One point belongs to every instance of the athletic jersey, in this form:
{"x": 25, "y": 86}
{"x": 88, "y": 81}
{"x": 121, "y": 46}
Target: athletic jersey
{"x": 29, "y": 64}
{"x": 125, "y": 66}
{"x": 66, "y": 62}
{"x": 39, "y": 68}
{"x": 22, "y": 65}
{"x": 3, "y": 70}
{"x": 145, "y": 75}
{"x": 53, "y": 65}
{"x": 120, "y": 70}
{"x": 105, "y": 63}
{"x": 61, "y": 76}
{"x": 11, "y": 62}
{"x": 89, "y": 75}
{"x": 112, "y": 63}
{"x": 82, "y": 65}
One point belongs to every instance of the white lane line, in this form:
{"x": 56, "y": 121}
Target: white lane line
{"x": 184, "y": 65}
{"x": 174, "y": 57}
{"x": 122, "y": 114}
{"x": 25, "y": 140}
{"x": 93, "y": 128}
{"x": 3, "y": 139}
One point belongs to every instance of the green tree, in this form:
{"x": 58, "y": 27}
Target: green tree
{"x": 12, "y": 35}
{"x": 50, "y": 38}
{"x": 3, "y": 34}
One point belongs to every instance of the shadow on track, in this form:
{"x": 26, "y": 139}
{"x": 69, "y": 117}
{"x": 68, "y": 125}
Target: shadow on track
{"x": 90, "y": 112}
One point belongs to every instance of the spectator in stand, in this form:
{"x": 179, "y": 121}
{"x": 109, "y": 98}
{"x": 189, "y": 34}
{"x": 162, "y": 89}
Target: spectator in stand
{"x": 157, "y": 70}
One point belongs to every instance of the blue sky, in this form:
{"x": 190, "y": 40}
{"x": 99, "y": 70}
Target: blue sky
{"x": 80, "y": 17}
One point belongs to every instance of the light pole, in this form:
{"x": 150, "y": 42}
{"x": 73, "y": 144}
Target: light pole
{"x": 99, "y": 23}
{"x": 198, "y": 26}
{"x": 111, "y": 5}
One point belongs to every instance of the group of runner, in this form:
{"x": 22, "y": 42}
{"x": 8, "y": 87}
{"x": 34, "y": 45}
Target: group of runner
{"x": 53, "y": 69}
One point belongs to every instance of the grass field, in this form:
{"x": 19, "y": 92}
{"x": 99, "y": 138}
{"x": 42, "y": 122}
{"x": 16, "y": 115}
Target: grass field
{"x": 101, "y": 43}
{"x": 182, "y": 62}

Goal
Recast every line of the items above as a Markdown table with two columns, Row and Line. Number the rows and leave out blank lines.

Reply
| Row | Line |
|---|---|
| 1 | One point belongs to every instance of the athletic jersey, in this form: |
| 2 | {"x": 25, "y": 86} |
| 3 | {"x": 88, "y": 81} |
| 4 | {"x": 121, "y": 46} |
| 5 | Target: athletic jersey |
| 6 | {"x": 29, "y": 64} |
| 7 | {"x": 125, "y": 66} |
| 8 | {"x": 66, "y": 62} |
| 9 | {"x": 39, "y": 68} |
| 10 | {"x": 22, "y": 65} |
| 11 | {"x": 3, "y": 70} |
| 12 | {"x": 145, "y": 75} |
| 13 | {"x": 53, "y": 65} |
| 14 | {"x": 120, "y": 70} |
| 15 | {"x": 105, "y": 63} |
| 16 | {"x": 61, "y": 76} |
| 17 | {"x": 11, "y": 62} |
| 18 | {"x": 89, "y": 75} |
| 19 | {"x": 112, "y": 63} |
| 20 | {"x": 82, "y": 65} |
| 21 | One point belongs to every instance of the white lane line, in this form: |
| 22 | {"x": 56, "y": 121} |
| 23 | Target: white lane line |
| 24 | {"x": 184, "y": 65} |
| 25 | {"x": 174, "y": 57} |
| 26 | {"x": 122, "y": 114} |
| 27 | {"x": 25, "y": 140} |
| 28 | {"x": 93, "y": 128} |
| 29 | {"x": 3, "y": 139} |
| 30 | One point belongs to every instance of the green tree, in this form: |
| 31 | {"x": 58, "y": 27} |
| 32 | Target: green tree |
| 33 | {"x": 12, "y": 35} |
| 34 | {"x": 50, "y": 38} |
| 35 | {"x": 3, "y": 34} |
| 36 | One point belongs to every instance of the shadow on track, in this form: |
| 37 | {"x": 26, "y": 139} |
| 38 | {"x": 69, "y": 117} |
| 39 | {"x": 68, "y": 125} |
| 40 | Target: shadow on track |
| 41 | {"x": 90, "y": 112} |
| 42 | One point belongs to every instance of the spectator in stand, in this form: |
| 43 | {"x": 179, "y": 121} |
| 44 | {"x": 109, "y": 98} |
| 45 | {"x": 189, "y": 34} |
| 46 | {"x": 162, "y": 89} |
| 47 | Target: spectator in stand |
| 48 | {"x": 157, "y": 70} |
| 49 | One point belongs to every instance of the blue sky, in this form: |
| 50 | {"x": 190, "y": 40} |
| 51 | {"x": 99, "y": 70} |
| 52 | Target: blue sky |
| 53 | {"x": 80, "y": 17} |
| 54 | One point belongs to every instance of the light pole, in this form: |
| 55 | {"x": 150, "y": 42} |
| 56 | {"x": 73, "y": 144} |
| 57 | Target: light pole |
| 58 | {"x": 99, "y": 23} |
| 59 | {"x": 198, "y": 26} |
| 60 | {"x": 111, "y": 5} |
| 61 | One point belongs to every instance of the group of runner, in this form: |
| 62 | {"x": 22, "y": 42} |
| 63 | {"x": 8, "y": 87} |
| 64 | {"x": 34, "y": 45} |
| 65 | Target: group of runner |
| 66 | {"x": 53, "y": 69} |
| 67 | One point belongs to every instance of the grass field, in this form: |
| 68 | {"x": 19, "y": 92} |
| 69 | {"x": 99, "y": 138} |
| 70 | {"x": 42, "y": 122} |
| 71 | {"x": 16, "y": 115} |
| 72 | Target: grass field |
| 73 | {"x": 101, "y": 43} |
| 74 | {"x": 182, "y": 62} |